Copy out, word for word, the lines of the records starting at the line that contains "pixel 215 509." and ending at the final line of the records, both included.

-- START Data extract --

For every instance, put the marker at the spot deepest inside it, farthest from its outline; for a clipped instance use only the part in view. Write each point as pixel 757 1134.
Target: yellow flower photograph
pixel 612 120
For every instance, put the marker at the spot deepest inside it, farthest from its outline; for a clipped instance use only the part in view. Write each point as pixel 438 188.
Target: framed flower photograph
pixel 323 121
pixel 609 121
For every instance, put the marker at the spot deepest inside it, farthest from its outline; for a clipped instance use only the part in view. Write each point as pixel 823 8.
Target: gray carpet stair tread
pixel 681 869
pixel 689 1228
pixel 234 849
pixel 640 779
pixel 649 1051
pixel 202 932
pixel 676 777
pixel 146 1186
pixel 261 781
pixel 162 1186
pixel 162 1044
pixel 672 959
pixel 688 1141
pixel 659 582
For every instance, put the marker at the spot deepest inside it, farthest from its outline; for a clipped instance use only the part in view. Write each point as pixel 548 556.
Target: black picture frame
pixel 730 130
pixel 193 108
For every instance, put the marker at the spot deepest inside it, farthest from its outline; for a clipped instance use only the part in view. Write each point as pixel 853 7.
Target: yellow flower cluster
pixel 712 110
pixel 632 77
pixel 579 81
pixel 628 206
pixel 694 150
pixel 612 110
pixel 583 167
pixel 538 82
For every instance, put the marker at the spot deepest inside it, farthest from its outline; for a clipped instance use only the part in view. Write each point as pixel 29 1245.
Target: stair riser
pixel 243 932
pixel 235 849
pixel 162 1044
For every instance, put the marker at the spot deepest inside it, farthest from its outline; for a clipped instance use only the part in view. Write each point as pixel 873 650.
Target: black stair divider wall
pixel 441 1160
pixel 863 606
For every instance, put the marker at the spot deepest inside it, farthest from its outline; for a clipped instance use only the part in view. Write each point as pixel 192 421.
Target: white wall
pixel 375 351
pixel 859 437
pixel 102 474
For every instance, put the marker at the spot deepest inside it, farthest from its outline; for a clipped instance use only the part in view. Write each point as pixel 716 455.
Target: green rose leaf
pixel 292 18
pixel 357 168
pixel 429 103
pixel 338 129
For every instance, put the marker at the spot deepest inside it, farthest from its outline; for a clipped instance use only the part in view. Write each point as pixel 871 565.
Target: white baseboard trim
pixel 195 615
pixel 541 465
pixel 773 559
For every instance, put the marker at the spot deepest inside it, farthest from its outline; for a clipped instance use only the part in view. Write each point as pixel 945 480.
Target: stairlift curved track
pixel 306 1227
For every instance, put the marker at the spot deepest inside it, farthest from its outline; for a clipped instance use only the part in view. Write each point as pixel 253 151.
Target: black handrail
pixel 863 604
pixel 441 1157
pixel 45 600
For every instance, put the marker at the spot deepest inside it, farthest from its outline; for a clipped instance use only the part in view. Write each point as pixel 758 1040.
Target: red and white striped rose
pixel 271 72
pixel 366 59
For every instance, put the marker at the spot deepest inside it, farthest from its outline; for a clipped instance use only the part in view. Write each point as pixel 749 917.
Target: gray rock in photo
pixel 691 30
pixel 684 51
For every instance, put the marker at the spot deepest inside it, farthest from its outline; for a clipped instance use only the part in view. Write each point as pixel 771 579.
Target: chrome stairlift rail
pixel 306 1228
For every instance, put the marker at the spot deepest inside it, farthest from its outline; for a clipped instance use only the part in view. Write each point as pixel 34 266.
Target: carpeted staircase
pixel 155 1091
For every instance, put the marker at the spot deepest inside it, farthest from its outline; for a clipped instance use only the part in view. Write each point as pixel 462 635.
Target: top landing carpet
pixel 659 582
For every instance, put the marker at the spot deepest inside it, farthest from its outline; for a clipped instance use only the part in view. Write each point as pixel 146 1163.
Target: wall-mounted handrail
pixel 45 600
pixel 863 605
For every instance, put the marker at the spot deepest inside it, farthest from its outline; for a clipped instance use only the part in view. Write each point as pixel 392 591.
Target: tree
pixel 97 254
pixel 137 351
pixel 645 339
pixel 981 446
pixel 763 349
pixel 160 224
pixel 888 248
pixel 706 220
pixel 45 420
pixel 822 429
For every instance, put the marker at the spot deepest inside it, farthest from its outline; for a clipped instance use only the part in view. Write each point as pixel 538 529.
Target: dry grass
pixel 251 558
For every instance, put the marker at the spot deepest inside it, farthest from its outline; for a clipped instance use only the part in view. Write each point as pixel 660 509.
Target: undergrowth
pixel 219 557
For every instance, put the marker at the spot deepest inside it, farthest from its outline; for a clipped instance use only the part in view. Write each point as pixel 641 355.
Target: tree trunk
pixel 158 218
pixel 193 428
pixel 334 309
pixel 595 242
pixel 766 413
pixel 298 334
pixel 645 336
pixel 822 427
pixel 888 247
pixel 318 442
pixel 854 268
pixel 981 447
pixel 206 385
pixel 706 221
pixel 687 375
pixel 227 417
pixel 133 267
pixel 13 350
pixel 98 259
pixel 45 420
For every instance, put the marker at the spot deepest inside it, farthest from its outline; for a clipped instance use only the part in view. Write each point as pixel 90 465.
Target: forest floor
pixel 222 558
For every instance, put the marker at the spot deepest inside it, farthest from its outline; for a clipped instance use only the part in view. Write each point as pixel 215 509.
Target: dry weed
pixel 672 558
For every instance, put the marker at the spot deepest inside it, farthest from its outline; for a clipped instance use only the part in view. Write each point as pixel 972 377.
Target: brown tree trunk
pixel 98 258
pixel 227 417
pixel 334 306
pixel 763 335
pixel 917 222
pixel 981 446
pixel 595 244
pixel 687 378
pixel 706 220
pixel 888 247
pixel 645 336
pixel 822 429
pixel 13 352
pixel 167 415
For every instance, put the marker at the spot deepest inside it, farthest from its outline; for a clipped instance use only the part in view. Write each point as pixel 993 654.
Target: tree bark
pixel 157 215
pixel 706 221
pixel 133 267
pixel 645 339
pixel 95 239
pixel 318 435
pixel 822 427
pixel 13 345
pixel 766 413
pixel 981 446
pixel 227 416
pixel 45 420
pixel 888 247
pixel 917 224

-- END Data extract --

- **Reply**
For every instance, put the marker at the spot deepest inside it, farthest from its outline; for a clipped instance use only the part in view. Write each point as pixel 215 509.
Target: dry weed
pixel 672 558
For every instance, put the marker at the spot deepest inside it, farthest from its outline; for a clipped instance use only the part in view. Write each point as pixel 972 377.
Target: brown tree trunk
pixel 98 258
pixel 227 417
pixel 334 306
pixel 763 335
pixel 917 222
pixel 981 446
pixel 595 244
pixel 687 378
pixel 706 220
pixel 888 247
pixel 645 336
pixel 822 429
pixel 13 352
pixel 167 415
For every instance, put the marker at the spot deepest inside it, farthest from its outline; for a clipped instance use only the part in view. Write each point as pixel 993 654.
Target: tree bark
pixel 157 215
pixel 706 221
pixel 133 267
pixel 645 339
pixel 95 239
pixel 318 435
pixel 822 427
pixel 13 345
pixel 766 413
pixel 981 446
pixel 227 416
pixel 45 420
pixel 888 247
pixel 917 224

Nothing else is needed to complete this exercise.